= Extrait du document =
· · · · ·

Quand les zostérops jouent les stars à Hanoi
Un zostérops est à peine plus gros que le pouce
mais peut se vendre 100 millions de dôngs (5.000 dollars). Bref, pas
vraiment un loisir d’ouvrier...
Les passionnés de cet oiseau
de couleur verdâtre ont deux lieux de rendez-vous : le café au
carrefour des rues Nguyên Du-Trân Binh Trong (au bord du lac Thiên
Quang) et le jardin botanique. Ils viennent avec leur cage enveloppée
d’une toile rouge, et la suspendent à 2 m du sol. Tout en sirotant leur
café, ils discutent des qualités de chanteur de tel ou tel oiseau, et
fixent le jour où se déroulera le prochain concours.
Nous avons
rencontré Dung «dzô», fier propriétaire d’un zostérops de 65 millions de
dôngs, qui s’ébat dans une superbe cage de 12 millions de dôngs. « Mon
oiseau ne fait même pas partie des dix plus chers que l’on trouve ici ,
explique-t-il. Pour nous, ce loisir permet aussi de montrer son
statut social. En regardant le zostérops, on devine qui est le
propriétaire».
À peine a-t-il terminé sa phrase qu’un
jeune de grande taille débarque sur une moto de luxe de marque SH, une
cage à la main. Tout le monde se tait et le regarde avec envie. « C’est
Thành «Hàng Dâu», son zostérops vaut plus de 100 millions de dôngs !
», nous assure Dung.

· · · · ·

= Relevé des données =

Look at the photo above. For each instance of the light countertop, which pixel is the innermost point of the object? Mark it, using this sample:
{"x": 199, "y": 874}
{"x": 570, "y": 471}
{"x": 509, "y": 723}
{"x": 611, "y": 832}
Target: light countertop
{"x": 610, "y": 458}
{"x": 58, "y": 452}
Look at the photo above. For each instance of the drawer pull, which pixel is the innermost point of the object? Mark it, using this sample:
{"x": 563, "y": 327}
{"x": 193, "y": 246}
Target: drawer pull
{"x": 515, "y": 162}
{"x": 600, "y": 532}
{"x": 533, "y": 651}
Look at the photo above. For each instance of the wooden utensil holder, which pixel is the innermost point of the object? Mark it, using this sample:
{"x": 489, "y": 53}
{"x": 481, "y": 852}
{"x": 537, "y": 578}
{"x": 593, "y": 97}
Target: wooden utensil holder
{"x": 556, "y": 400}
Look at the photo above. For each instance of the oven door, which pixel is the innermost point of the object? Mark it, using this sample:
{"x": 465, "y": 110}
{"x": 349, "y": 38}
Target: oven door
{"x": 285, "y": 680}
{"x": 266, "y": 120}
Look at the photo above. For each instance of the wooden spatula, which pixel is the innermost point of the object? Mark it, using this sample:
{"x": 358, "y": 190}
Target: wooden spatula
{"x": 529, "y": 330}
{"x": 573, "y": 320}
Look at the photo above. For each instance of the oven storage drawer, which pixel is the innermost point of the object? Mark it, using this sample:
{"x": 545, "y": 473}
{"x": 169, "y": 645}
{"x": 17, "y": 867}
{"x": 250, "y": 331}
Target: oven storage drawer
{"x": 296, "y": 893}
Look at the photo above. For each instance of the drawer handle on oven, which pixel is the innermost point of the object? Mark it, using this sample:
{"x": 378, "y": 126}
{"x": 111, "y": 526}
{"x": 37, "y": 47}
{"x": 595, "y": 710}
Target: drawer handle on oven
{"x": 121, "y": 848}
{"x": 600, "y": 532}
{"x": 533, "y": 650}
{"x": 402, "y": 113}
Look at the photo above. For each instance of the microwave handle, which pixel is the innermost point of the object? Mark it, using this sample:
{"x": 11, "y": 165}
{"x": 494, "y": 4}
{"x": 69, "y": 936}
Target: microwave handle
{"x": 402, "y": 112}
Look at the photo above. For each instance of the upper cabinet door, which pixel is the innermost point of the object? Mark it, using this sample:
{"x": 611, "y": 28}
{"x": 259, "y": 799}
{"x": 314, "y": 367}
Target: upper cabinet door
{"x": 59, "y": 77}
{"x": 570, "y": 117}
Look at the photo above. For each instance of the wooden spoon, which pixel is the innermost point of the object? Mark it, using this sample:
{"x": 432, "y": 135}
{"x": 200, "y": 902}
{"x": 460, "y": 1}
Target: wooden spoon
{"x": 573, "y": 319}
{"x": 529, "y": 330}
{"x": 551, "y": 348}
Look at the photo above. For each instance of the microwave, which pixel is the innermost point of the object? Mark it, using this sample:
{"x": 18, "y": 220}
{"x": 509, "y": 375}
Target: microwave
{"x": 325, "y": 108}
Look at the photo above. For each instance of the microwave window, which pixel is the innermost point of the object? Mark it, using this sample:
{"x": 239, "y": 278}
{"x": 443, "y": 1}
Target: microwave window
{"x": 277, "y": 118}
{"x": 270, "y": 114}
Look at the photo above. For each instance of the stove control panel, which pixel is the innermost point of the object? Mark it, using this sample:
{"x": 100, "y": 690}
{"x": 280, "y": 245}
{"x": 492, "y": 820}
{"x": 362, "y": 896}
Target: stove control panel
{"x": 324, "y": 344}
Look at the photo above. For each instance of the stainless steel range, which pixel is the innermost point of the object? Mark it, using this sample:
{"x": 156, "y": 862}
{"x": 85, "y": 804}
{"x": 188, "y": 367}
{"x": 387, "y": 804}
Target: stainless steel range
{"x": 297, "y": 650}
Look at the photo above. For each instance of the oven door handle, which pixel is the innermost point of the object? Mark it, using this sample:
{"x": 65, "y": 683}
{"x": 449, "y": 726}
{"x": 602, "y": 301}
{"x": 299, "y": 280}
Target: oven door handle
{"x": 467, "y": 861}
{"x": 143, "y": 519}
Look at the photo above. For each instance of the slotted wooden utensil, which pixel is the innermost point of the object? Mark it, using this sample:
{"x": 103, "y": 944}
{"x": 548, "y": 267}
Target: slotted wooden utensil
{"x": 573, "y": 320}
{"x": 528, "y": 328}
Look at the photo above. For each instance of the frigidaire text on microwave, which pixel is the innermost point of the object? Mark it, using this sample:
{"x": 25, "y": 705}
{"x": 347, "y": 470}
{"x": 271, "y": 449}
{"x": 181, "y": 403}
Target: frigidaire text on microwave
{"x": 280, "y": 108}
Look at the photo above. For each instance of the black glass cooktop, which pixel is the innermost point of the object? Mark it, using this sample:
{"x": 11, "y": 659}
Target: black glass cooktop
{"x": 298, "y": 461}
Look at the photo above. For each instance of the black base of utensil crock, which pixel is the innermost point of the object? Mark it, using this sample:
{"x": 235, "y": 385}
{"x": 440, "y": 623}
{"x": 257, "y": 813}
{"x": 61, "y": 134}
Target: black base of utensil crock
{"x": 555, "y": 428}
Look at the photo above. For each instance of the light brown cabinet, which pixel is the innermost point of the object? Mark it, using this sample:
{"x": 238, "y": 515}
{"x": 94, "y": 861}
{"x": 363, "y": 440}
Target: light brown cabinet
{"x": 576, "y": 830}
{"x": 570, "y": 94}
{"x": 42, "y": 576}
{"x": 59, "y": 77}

· · · · ·

= Consignes =
A. Recopiez à l'identique tout le passage de l'extrait sur les zostérops allant de « Quand les zostérops » jusqu'à « un loisir d’ouvrier... ».
B. Selon l'extrait sur les zostérops, les affirmations suivantes sont-elles exactes ? (i) Les passionnés suspendent leur cage à 2 m du sol. (ii) L'oiseau de Dung compte parmi les dix plus chers du lieu. (iii) Thành « Hàng Dâu » arrive à vélo. Répondez par oui ou non, en citant chaque fois les mots décisifs de l'extrait.
Appuyez-vous uniquement sur l'extrait pour répondre.

= Réponses attendues =
A.
Quand les zostérops jouent les stars à Hanoi
Un zostérops est à peine plus gros que le pouce
mais peut se vendre 100 millions de dôngs (5.000 dollars). Bref, pas
vraiment un loisir d’ouvrier...

B.
(i) Oui : « la suspendent à 2 m du sol ».
(ii) Non : « Mon oiseau ne fait même pas partie des dix plus chers que l’on trouve ici ».
(iii) Non : « débarque sur une moto de luxe de marque SH ».